▸ What to do
Return only this: the line with "Where can the river water" and all the lines that follow it below, through the final one, exactly as they are.
** Begin **
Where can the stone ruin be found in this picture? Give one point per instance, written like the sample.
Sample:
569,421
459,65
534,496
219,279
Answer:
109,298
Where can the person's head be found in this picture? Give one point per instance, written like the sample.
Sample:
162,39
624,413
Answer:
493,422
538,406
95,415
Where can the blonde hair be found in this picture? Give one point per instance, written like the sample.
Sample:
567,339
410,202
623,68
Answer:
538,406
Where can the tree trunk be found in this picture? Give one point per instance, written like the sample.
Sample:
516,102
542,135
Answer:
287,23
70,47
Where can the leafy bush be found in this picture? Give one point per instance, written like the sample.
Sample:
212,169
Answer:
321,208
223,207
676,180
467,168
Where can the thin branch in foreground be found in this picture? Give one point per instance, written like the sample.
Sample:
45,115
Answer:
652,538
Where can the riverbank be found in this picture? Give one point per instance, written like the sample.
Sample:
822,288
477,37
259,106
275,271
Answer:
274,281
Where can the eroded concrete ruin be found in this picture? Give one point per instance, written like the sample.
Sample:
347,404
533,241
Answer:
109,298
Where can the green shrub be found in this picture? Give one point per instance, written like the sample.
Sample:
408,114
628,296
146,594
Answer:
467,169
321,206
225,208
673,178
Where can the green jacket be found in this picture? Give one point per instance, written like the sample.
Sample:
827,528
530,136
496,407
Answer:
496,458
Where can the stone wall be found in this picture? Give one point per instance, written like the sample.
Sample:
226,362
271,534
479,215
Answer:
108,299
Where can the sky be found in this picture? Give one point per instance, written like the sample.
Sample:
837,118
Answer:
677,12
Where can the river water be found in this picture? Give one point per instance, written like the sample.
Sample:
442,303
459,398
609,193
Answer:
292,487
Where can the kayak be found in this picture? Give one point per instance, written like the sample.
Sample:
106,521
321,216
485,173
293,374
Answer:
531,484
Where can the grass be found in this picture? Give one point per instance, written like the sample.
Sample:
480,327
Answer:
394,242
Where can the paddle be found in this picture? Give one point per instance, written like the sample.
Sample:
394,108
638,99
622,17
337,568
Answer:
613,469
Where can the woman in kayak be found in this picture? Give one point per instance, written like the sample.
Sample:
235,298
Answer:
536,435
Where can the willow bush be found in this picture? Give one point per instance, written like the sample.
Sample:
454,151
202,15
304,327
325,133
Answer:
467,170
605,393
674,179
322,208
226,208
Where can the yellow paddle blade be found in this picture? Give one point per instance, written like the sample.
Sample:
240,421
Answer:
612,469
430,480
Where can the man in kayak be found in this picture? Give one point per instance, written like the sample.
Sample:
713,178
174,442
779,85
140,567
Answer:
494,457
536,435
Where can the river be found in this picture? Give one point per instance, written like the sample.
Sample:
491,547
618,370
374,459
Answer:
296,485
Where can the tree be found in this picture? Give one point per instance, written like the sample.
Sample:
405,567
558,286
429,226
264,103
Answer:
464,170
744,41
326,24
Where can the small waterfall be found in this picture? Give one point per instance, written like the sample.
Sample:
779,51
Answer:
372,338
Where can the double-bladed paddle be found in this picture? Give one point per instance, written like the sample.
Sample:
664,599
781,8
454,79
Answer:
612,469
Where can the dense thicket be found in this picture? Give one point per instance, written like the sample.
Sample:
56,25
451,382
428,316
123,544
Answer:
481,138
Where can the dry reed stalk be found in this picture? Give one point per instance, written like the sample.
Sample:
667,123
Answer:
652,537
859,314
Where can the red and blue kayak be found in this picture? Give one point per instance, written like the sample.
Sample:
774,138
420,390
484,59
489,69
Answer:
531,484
** End **
▸ Right answer
Where can the river water be found in this picture? Give one point per instance, written like the sample.
Sample:
442,303
459,398
609,193
Answer:
292,487
Where can the kayak be found in this picture? Give one point per instance, written like the sample.
Sample:
106,521
321,216
485,173
293,374
Answer:
531,484
Where can the grass be found in this picture? Give one point per instance, written like the sample.
Sample:
480,327
Answer:
394,242
Where can the paddle be found in this picture? Give one point per instance, written like the sample.
Sample:
394,108
638,99
622,17
337,568
Answer:
613,469
Where can the woman in kayak be found in this picture? Give one point per instance, written like the sample.
Sample:
235,298
Answer:
536,435
Where can the willow bush be found in this picture? Give one point per instance, written like the sample.
Sample:
454,151
202,15
304,327
325,133
Answer:
467,170
605,393
674,179
322,208
226,208
Where can the yellow paddle blade be found in this picture? Give one point per instance, written like the sample.
Sample:
240,421
Answer:
612,469
430,480
Where can the man in kayak be found in this picture? Give one point per instance, written like the sample.
Sample:
713,178
174,442
779,85
140,567
Answer:
494,457
536,435
Where can the river be found in this picture? Give one point per instance, written like the sample.
Sample:
491,547
618,370
374,459
Answer:
296,485
Where can the tree be found in this picture? Give one point per instance, written like the sample.
Sample:
405,567
558,286
429,226
264,103
Answer:
464,170
744,41
326,24
Where can the small waterfall be found in this picture? Give one point per instance, written like the sample.
Sample:
779,51
Answer:
372,338
Where can the double-bladed paddle be found in this picture? Give one point per instance, written like the sample.
Sample:
664,599
781,8
454,79
Answer:
612,469
Where can the dense thicket be found in this picture? Give one point per instance, written like the sample.
Sample:
56,25
451,382
428,316
123,544
Answer:
481,138
Where can the dry reed stalk be found in this picture? Give one point per instance, written like the sample.
Sample:
667,123
Answer:
652,537
859,314
Where can the red and blue kayak be found in this picture? Give one point per instance, written like the sample.
Sample:
774,138
420,390
484,59
489,69
Answer:
531,484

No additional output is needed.